┏━━

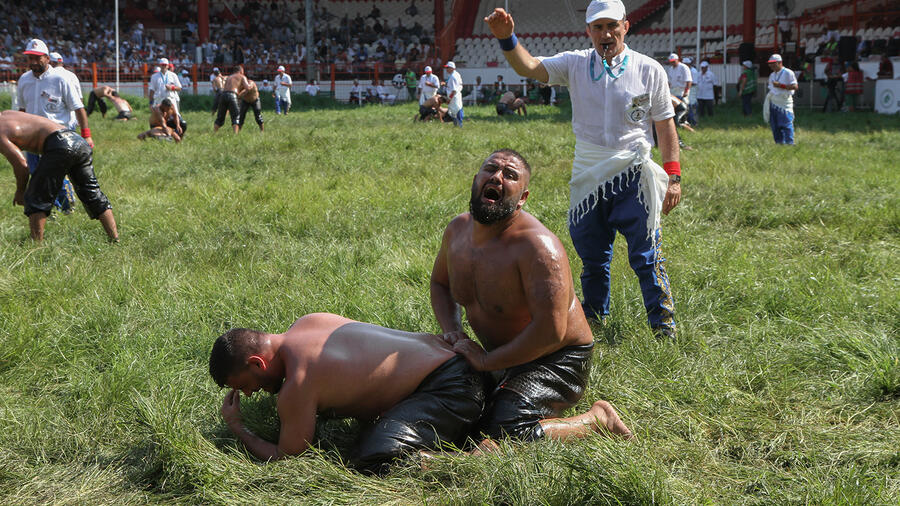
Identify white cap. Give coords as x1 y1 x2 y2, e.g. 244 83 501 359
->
584 0 625 24
22 39 50 56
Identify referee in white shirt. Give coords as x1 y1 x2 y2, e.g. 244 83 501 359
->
485 0 681 338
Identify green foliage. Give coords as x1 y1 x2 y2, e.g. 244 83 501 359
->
0 97 900 504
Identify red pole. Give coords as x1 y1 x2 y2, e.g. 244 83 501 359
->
743 0 756 42
434 0 444 34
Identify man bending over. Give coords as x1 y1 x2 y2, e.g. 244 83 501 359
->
209 313 484 473
431 149 631 447
0 111 119 242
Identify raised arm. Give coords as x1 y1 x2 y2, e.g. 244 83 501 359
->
0 136 28 206
654 118 681 214
431 219 466 344
484 7 550 83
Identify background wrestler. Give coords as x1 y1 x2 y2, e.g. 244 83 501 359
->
213 65 249 133
84 85 114 118
138 98 181 142
209 313 484 473
431 149 631 446
109 91 134 121
0 111 119 241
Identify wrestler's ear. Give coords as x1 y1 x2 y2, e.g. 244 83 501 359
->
247 355 269 371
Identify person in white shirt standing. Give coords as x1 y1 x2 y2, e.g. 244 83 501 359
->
273 65 294 114
666 53 693 102
444 61 463 128
419 66 441 106
306 79 319 97
150 58 187 138
696 61 719 118
763 53 798 144
485 0 690 339
16 39 94 214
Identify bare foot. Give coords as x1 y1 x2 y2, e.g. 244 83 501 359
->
469 439 500 455
588 401 634 439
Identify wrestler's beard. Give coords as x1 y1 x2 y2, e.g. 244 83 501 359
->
469 186 519 225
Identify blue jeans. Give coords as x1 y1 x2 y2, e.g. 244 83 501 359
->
25 153 75 213
769 104 794 144
569 170 675 330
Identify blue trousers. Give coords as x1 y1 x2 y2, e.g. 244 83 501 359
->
453 109 463 128
25 153 75 213
569 174 675 331
769 104 794 144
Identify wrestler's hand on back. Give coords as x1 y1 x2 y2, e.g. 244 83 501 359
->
441 330 469 345
453 338 487 371
484 7 515 39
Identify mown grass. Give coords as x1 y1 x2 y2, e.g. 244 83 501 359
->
0 96 900 504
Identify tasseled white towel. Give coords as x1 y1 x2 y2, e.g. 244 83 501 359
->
569 140 669 245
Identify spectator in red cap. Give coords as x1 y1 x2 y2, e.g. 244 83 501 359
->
17 39 94 214
419 66 441 105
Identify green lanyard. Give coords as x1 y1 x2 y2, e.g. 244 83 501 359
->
591 51 628 81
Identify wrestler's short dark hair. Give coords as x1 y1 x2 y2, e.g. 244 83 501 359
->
209 329 262 387
488 148 531 177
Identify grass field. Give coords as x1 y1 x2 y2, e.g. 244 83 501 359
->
0 94 900 505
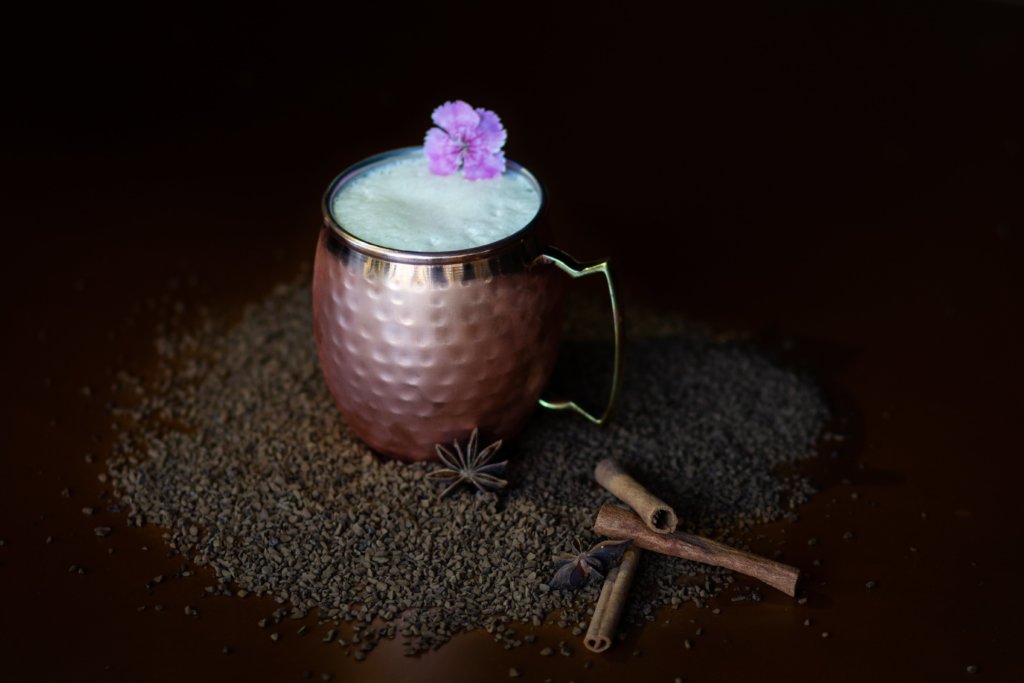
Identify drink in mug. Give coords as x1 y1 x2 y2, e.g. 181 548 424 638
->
331 154 541 252
313 147 621 461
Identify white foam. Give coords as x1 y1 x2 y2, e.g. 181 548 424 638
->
331 153 541 252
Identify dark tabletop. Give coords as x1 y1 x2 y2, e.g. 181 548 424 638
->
0 1 1024 681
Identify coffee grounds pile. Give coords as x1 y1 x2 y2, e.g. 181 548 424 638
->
110 284 827 653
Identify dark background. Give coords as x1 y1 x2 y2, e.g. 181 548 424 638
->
0 1 1024 681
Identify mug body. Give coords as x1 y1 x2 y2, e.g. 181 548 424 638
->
313 150 566 461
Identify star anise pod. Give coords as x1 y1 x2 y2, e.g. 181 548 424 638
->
548 539 630 591
427 429 508 498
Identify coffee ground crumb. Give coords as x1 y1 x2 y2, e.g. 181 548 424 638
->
108 283 828 658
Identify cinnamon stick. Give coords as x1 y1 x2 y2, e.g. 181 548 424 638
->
594 505 800 597
583 548 640 652
594 458 679 533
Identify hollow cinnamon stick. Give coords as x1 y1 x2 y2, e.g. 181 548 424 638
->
594 458 679 533
583 548 640 652
594 505 800 597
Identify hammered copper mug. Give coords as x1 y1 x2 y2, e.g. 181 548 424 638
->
313 147 622 461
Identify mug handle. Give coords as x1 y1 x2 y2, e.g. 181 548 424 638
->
534 247 623 425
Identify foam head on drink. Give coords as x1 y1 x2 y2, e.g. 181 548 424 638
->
331 153 541 252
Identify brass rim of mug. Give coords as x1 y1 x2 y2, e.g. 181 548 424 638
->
321 146 547 265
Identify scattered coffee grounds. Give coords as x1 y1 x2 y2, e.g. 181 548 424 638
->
110 284 827 658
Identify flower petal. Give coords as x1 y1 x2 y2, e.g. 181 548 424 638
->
423 128 462 175
430 99 480 140
462 147 505 180
469 109 508 154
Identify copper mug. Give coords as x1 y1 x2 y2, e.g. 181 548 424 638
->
313 147 622 461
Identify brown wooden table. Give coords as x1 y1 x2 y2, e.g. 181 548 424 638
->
0 2 1024 682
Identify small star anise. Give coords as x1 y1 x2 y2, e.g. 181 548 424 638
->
548 540 630 591
427 429 508 498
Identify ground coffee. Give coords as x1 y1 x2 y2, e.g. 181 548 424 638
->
110 283 827 653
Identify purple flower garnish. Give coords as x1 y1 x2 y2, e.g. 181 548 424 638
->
423 99 508 180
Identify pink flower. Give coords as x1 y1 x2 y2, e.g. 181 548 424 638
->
423 99 507 180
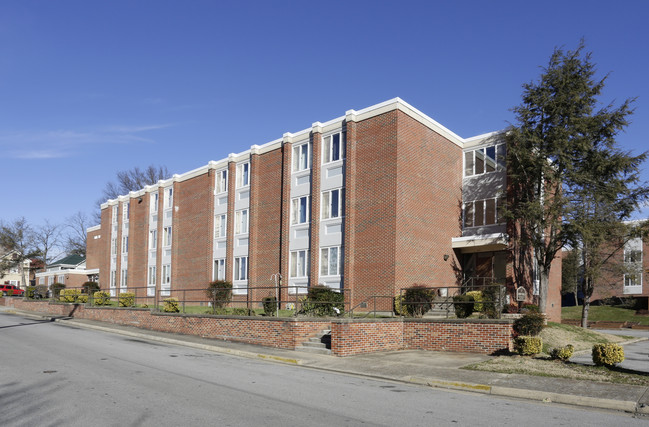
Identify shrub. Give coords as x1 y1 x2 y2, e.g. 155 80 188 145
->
394 294 407 316
403 285 435 317
59 289 81 303
514 313 545 336
93 291 110 305
514 336 543 356
117 292 135 307
162 297 180 313
52 283 65 299
34 285 49 299
301 285 345 316
466 291 484 311
262 297 277 316
205 280 232 312
592 343 624 368
453 292 475 319
81 282 100 295
550 344 575 362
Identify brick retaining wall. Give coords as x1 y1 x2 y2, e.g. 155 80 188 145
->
0 298 513 356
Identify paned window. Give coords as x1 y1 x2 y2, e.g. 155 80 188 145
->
321 188 345 219
320 246 343 276
291 196 309 224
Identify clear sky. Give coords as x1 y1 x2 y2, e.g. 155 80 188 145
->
0 0 649 231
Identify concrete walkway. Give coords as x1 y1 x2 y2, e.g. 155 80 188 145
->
5 307 649 415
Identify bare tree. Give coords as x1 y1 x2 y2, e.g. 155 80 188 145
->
64 211 90 256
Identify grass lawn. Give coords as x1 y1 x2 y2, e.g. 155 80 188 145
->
561 305 649 325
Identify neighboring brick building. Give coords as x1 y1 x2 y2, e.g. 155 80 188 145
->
87 98 560 320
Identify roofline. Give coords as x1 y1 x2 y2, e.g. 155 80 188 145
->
101 97 503 209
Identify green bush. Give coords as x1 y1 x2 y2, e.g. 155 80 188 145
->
162 297 180 313
466 291 484 310
403 285 435 317
261 297 277 316
453 292 475 319
550 344 575 362
205 280 232 312
514 336 543 356
34 285 49 299
394 294 407 316
81 282 100 295
300 285 345 317
93 291 110 305
52 283 65 299
592 343 624 368
59 289 81 303
514 313 545 336
117 292 135 307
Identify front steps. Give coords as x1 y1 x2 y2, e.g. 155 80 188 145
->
295 329 331 354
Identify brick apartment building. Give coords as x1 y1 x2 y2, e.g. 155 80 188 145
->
87 98 561 319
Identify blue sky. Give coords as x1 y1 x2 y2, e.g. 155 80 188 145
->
0 0 649 232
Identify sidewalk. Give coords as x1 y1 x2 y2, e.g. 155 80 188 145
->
5 307 649 415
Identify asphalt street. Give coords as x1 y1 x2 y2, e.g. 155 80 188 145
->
0 314 646 426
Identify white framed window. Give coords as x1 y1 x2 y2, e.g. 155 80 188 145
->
234 256 248 280
147 265 156 286
149 228 158 249
322 132 346 163
165 187 174 209
290 249 311 278
149 191 158 213
293 142 311 172
216 169 228 194
119 268 128 288
214 214 228 239
291 196 310 224
234 209 248 234
212 258 225 280
237 162 250 188
320 188 345 219
162 226 172 247
464 144 507 177
320 246 343 276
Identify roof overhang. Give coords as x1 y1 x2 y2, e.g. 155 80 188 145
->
451 233 509 253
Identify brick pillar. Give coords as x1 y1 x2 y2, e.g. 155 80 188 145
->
225 154 237 282
343 110 358 309
309 122 322 286
279 133 293 301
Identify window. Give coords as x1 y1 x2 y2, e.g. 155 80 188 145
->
162 226 171 247
322 132 345 163
464 144 507 177
149 192 158 212
216 169 228 194
213 258 225 280
237 163 250 188
290 250 311 277
234 256 248 280
149 229 158 249
463 197 505 228
321 188 345 219
291 196 309 224
293 143 311 172
122 236 128 254
214 214 228 239
165 188 174 209
320 246 343 276
147 265 155 286
234 209 248 234
119 268 128 288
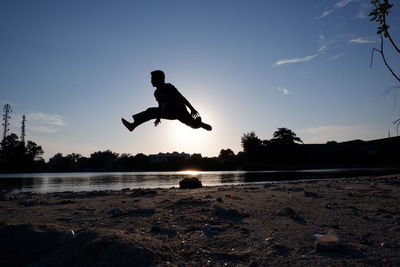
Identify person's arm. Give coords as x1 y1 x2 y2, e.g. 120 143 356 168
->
154 92 161 126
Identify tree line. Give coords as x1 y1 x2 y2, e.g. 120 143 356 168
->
0 128 400 172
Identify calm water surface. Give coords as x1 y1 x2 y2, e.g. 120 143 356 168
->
0 168 400 193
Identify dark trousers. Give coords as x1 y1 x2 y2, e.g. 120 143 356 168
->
132 106 201 129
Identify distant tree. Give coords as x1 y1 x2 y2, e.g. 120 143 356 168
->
90 150 118 170
270 128 303 145
218 148 238 170
218 148 235 160
26 141 44 160
369 0 400 129
241 132 262 155
0 133 43 171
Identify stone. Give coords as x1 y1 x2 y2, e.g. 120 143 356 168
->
179 177 203 189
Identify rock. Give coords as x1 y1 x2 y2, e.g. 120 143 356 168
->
314 230 341 252
279 207 306 223
110 208 122 216
130 189 157 197
214 207 246 219
304 191 320 198
179 177 203 189
126 209 156 217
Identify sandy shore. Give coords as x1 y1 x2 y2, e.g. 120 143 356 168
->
0 175 400 266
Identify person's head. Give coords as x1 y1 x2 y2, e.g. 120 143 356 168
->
151 70 165 87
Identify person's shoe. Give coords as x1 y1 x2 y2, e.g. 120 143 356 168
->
121 118 135 132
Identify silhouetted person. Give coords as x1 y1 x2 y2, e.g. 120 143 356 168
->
121 70 212 131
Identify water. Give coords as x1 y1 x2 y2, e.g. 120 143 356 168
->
0 168 400 193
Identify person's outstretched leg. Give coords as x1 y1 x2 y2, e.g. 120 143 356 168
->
201 122 212 131
121 108 161 132
178 112 212 131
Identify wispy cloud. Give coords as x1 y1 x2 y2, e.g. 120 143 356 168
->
26 113 67 133
273 54 317 67
350 37 376 44
355 2 371 19
328 54 344 61
277 87 290 95
315 0 353 19
295 125 387 143
272 35 332 67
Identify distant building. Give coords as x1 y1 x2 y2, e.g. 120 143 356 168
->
149 151 190 163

┗━━

Task to complete> Rewrite the part of the records that opens with the line containing "Identify person's head." and closes with the line containing "121 70 212 131", changing "shoe" to "sneaker" and keeping everything else the same. Return only those lines.

Answer to this exercise>
Identify person's head. Give coords as x1 y1 x2 y2, e.g. 120 143 356 168
->
151 70 165 87
Identify person's sneaker. Give coords as x1 y1 x2 y2, e.g. 120 143 356 168
->
121 118 135 132
Identify silhouetted person. Give coords as x1 y1 x2 y2, e.g. 120 143 356 168
->
121 70 212 131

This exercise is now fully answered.